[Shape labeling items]
>> START

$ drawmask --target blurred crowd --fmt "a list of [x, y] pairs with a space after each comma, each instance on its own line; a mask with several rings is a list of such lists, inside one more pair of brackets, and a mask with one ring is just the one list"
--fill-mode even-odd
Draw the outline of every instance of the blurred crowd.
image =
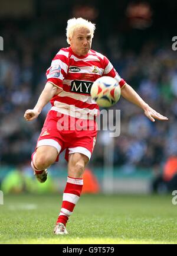
[[[36, 104], [52, 59], [61, 47], [68, 47], [65, 31], [57, 28], [34, 21], [28, 31], [18, 22], [9, 23], [2, 31], [4, 50], [0, 52], [0, 162], [4, 165], [30, 162], [50, 104], [35, 121], [27, 122], [23, 117], [25, 111]], [[143, 99], [169, 119], [152, 123], [141, 109], [122, 97], [112, 108], [121, 113], [120, 135], [114, 138], [114, 165], [125, 171], [137, 167], [156, 168], [169, 156], [177, 154], [177, 59], [171, 41], [159, 43], [149, 40], [137, 52], [124, 48], [126, 39], [123, 36], [120, 39], [118, 33], [116, 36], [107, 34], [104, 41], [99, 36], [99, 30], [96, 34], [93, 49], [106, 55]], [[99, 132], [91, 158], [91, 164], [95, 167], [103, 163], [102, 146], [109, 140], [104, 134]]]

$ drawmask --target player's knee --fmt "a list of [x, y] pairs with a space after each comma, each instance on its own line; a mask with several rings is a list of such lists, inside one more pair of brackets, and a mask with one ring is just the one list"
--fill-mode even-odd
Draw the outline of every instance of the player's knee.
[[47, 154], [36, 156], [35, 165], [38, 169], [45, 169], [54, 162], [53, 158]]

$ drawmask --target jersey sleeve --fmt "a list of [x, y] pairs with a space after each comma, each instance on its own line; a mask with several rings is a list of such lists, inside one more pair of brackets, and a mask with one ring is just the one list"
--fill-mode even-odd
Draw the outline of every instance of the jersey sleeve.
[[55, 55], [47, 70], [47, 82], [63, 89], [63, 81], [66, 77], [68, 68], [68, 53], [61, 49]]
[[114, 68], [112, 64], [109, 60], [109, 59], [104, 56], [104, 69], [103, 76], [111, 76], [114, 78], [119, 82], [120, 87], [122, 88], [126, 84], [126, 81], [122, 78], [119, 73], [117, 72], [116, 69]]

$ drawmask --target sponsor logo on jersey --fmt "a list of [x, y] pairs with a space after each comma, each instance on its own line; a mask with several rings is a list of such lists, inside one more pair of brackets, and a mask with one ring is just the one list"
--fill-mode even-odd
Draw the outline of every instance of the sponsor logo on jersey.
[[99, 71], [98, 68], [96, 66], [94, 66], [94, 69], [92, 71], [92, 73], [97, 73], [99, 72]]
[[45, 130], [43, 134], [42, 134], [42, 135], [41, 136], [41, 137], [42, 137], [42, 136], [46, 136], [46, 135], [50, 135], [50, 133], [47, 132], [47, 130]]
[[54, 65], [50, 70], [48, 78], [58, 78], [60, 75], [61, 67], [60, 65]]
[[74, 80], [71, 82], [70, 91], [84, 94], [90, 94], [93, 82]]
[[71, 72], [79, 72], [80, 69], [77, 67], [71, 67], [69, 68], [69, 71]]

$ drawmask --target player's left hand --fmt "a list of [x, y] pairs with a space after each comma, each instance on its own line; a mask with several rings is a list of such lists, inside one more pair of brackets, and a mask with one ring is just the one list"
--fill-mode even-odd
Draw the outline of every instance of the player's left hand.
[[153, 122], [155, 121], [155, 119], [165, 121], [168, 120], [168, 117], [162, 116], [149, 105], [145, 109], [145, 114]]

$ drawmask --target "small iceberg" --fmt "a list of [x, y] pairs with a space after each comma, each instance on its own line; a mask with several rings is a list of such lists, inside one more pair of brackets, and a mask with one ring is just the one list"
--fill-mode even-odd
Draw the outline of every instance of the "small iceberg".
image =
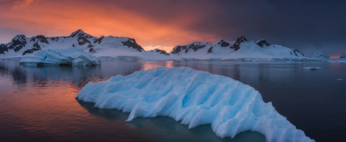
[[320, 70], [322, 69], [322, 68], [320, 67], [304, 67], [303, 68], [303, 69], [305, 70]]
[[315, 142], [265, 103], [260, 93], [231, 78], [187, 67], [141, 70], [106, 81], [89, 82], [76, 96], [95, 107], [130, 113], [137, 117], [168, 116], [189, 129], [211, 124], [221, 138], [246, 131], [267, 142]]
[[19, 63], [34, 65], [93, 66], [101, 64], [95, 56], [77, 48], [48, 49], [36, 53], [33, 56], [22, 58]]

>> END

Exercise brief: Reproduce all the items above, substituting "Trace the boundary" for every occurrence of "Draw the outline" and leaving everything else unchanged. Omit the pictures from your output.

Response to the task:
$ drawmask --target blurred crowd --fmt "a list of [x, y] pairs with a space after each comma, each instance on its own line; a mask with several rings is a list of such lists, inside one more pair of brackets, and a mask with one ring is just the one list"
--fill-mode even-odd
Trace the boundary of every instance of the blurred crowd.
image =
[[[36, 104], [52, 59], [61, 47], [68, 47], [65, 31], [57, 28], [34, 21], [28, 31], [18, 22], [9, 23], [2, 31], [4, 50], [0, 52], [0, 162], [4, 165], [30, 162], [50, 104], [35, 121], [27, 122], [23, 117], [25, 111]], [[143, 99], [169, 119], [152, 123], [141, 109], [122, 97], [112, 108], [121, 113], [120, 135], [114, 138], [114, 165], [125, 171], [137, 167], [156, 168], [169, 156], [177, 154], [177, 59], [171, 41], [159, 43], [149, 40], [137, 52], [124, 48], [126, 39], [123, 36], [120, 39], [118, 33], [116, 36], [107, 34], [104, 41], [99, 36], [99, 30], [96, 34], [93, 49], [106, 55]], [[99, 132], [91, 158], [91, 164], [95, 167], [103, 163], [102, 146], [109, 140], [104, 134]]]

$ drawmask --target player's knee --fmt "a list of [x, y] pairs with a space after each comma, each instance on its own line; a mask with several rings is a list of such lists, inside one more pair of brackets, and a mask with one ring is just the one list"
--fill-mode even-odd
Trace the boundary of every instance of the player's knee.
[[47, 154], [36, 156], [35, 165], [38, 169], [45, 169], [54, 162], [53, 158]]

$ drawmask --target jersey sleeve --fmt "a list of [x, y] pairs with a space after each comma, each instance on its own line; a mask with several rings is a list of such lists, inside one more pair of brackets, and a mask with one ring is just the one list"
--fill-mode even-odd
Trace the boundary of every instance of the jersey sleeve.
[[55, 55], [47, 70], [47, 82], [63, 89], [63, 81], [66, 77], [68, 68], [68, 53], [61, 49]]
[[114, 68], [112, 64], [109, 60], [109, 59], [104, 56], [104, 69], [103, 76], [111, 76], [114, 78], [119, 82], [120, 87], [122, 88], [126, 84], [126, 81], [122, 78], [119, 73], [117, 72], [116, 69]]

$ drawmask --target sponsor logo on jersey --fmt "a list of [x, y] pairs with a space after each comma, each instance on its own line; a mask with several rings is a list of such lists, inside one more pair of brackets, and a mask with one ring is just the one list"
--fill-mode even-odd
Trace the boundary of every instance of the sponsor logo on jersey.
[[99, 71], [98, 68], [96, 66], [94, 66], [94, 69], [92, 71], [92, 73], [97, 73], [99, 72]]
[[45, 130], [43, 134], [42, 134], [42, 135], [41, 136], [41, 137], [42, 137], [42, 136], [46, 136], [46, 135], [50, 135], [50, 133], [47, 132], [47, 130]]
[[54, 65], [50, 70], [48, 78], [58, 78], [60, 75], [61, 67], [60, 65]]
[[74, 80], [71, 82], [70, 91], [84, 94], [90, 94], [93, 82]]
[[71, 72], [79, 72], [80, 69], [77, 67], [71, 67], [69, 68], [69, 71]]

$ drawmask --target player's left hand --fmt "a list of [x, y] pairs with a space after each comma, each instance on its own line; a mask with several rings is a list of such lists, inside one more pair of brackets, and a mask with one ring is just the one list"
--fill-mode even-odd
Trace the boundary of every instance of the player's left hand.
[[153, 122], [155, 121], [155, 119], [165, 121], [168, 120], [168, 117], [162, 116], [149, 105], [145, 109], [145, 114]]

$ drawmask --target "small iceberg" --fmt "a list of [x, y] pairs with a space after each comma, each instance on its own line; a mask with several rings is a list of such lists, inside one more pair of brackets, and a mask with one ring is just the one list"
--fill-mode even-odd
Trace the boundary of every instance of the "small iceberg".
image =
[[320, 70], [322, 69], [322, 68], [320, 67], [304, 67], [303, 68], [303, 69], [305, 70]]
[[315, 142], [265, 103], [260, 93], [231, 78], [187, 67], [141, 70], [106, 81], [89, 82], [76, 96], [95, 107], [130, 113], [137, 117], [168, 116], [189, 129], [211, 124], [221, 138], [246, 131], [267, 142]]
[[19, 63], [34, 65], [93, 66], [101, 64], [95, 56], [77, 48], [48, 49], [36, 53], [33, 56], [22, 58]]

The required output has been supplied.